Try it –
Return every line of the data exactly as it appears.

Extracted records –
[Start of section]
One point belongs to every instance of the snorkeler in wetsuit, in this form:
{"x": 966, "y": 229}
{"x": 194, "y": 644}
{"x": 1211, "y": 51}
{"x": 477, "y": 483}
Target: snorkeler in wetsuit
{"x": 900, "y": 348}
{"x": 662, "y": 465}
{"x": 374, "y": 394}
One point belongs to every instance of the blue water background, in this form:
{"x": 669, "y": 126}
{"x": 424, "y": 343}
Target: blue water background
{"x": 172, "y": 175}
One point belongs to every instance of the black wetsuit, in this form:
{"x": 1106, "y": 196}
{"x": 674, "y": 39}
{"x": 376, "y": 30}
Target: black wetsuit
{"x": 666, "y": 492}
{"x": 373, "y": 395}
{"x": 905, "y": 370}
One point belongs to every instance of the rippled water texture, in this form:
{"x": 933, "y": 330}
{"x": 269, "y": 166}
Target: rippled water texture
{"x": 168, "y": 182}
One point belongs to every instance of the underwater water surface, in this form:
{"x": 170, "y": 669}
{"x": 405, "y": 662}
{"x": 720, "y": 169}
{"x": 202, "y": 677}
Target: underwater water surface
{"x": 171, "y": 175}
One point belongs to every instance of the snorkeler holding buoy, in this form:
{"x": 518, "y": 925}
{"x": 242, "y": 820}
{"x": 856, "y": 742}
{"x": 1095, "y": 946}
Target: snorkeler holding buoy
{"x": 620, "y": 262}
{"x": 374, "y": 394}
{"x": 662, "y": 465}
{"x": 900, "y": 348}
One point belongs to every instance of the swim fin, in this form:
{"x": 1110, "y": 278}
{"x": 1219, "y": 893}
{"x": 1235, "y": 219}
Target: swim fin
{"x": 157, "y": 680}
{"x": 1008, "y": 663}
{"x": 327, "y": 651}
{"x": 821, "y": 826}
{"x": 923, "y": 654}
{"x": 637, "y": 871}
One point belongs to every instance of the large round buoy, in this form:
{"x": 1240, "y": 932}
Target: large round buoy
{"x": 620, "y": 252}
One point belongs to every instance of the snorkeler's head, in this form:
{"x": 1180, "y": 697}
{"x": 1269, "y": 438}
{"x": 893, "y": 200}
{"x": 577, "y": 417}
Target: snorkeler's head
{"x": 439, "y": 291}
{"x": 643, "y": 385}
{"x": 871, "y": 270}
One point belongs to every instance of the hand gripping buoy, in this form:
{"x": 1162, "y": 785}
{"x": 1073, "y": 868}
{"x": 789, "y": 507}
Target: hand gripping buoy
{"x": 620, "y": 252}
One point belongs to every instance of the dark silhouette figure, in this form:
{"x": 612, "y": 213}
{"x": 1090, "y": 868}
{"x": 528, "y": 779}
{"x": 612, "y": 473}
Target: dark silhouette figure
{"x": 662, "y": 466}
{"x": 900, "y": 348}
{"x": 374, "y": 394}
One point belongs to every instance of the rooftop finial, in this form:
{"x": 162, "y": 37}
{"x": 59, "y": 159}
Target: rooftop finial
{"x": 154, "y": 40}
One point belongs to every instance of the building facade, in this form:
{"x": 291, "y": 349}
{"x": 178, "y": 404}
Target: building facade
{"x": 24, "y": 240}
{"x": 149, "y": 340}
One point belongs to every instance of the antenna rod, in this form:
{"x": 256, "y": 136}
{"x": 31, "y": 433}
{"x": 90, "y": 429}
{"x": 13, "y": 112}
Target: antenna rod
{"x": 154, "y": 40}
[End of section]
Written answer –
One point belongs to every instance of the snorkeler in wetsuit, in this form:
{"x": 966, "y": 229}
{"x": 194, "y": 644}
{"x": 1211, "y": 51}
{"x": 477, "y": 483}
Target: snorkeler in wetsuit
{"x": 900, "y": 348}
{"x": 662, "y": 465}
{"x": 374, "y": 394}
One point belongs to every instance of the blue water background, in this form:
{"x": 669, "y": 126}
{"x": 424, "y": 343}
Target: blue water background
{"x": 172, "y": 175}
One point belongs to every instance of the black wetsuit, in this form:
{"x": 1106, "y": 196}
{"x": 674, "y": 39}
{"x": 376, "y": 30}
Target: black wetsuit
{"x": 666, "y": 492}
{"x": 373, "y": 395}
{"x": 905, "y": 370}
One point belongs to every instance of the rippled water texture, in this form:
{"x": 933, "y": 330}
{"x": 269, "y": 166}
Target: rippled water texture
{"x": 168, "y": 182}
One point belongs to every instance of the underwater water surface, in this form:
{"x": 170, "y": 669}
{"x": 405, "y": 662}
{"x": 720, "y": 169}
{"x": 202, "y": 677}
Target: underwater water surface
{"x": 171, "y": 175}
One point belongs to every instance of the snorkeler holding buoy, in this form:
{"x": 518, "y": 925}
{"x": 242, "y": 820}
{"x": 856, "y": 742}
{"x": 1095, "y": 946}
Target: snorkeler holding buoy
{"x": 620, "y": 262}
{"x": 374, "y": 394}
{"x": 662, "y": 465}
{"x": 900, "y": 348}
One point belongs to every instance of the swim fin, in this form:
{"x": 1110, "y": 278}
{"x": 1219, "y": 893}
{"x": 1235, "y": 219}
Target: swim fin
{"x": 157, "y": 680}
{"x": 1008, "y": 663}
{"x": 327, "y": 651}
{"x": 821, "y": 826}
{"x": 923, "y": 654}
{"x": 637, "y": 871}
One point belongs to every instance of the large round buoy, in this form:
{"x": 1240, "y": 932}
Target: large round buoy
{"x": 620, "y": 252}
One point belongs to every instance of the snorkeler's head, in this form:
{"x": 1180, "y": 697}
{"x": 1269, "y": 438}
{"x": 893, "y": 200}
{"x": 577, "y": 417}
Target: snorkeler's head
{"x": 439, "y": 291}
{"x": 643, "y": 385}
{"x": 871, "y": 270}
One point belongs to every instance of the hand gripping buoy, in this form:
{"x": 1162, "y": 785}
{"x": 1073, "y": 868}
{"x": 789, "y": 507}
Target: hand gripping buoy
{"x": 620, "y": 252}
One point belongs to every instance of the dark silhouette figure, in this form:
{"x": 612, "y": 213}
{"x": 1090, "y": 868}
{"x": 528, "y": 779}
{"x": 612, "y": 473}
Target: dark silhouette figure
{"x": 662, "y": 466}
{"x": 900, "y": 348}
{"x": 374, "y": 394}
One point belongs to every instance of the rooftop finial, in this form:
{"x": 162, "y": 37}
{"x": 59, "y": 159}
Target: rooftop finial
{"x": 154, "y": 40}
One point belongs to every instance of the building facade, in this form:
{"x": 291, "y": 349}
{"x": 178, "y": 404}
Target: building facade
{"x": 24, "y": 240}
{"x": 149, "y": 340}
One point belongs to every instance of the antenna rod, in this form:
{"x": 256, "y": 136}
{"x": 31, "y": 433}
{"x": 90, "y": 429}
{"x": 13, "y": 112}
Target: antenna rod
{"x": 154, "y": 40}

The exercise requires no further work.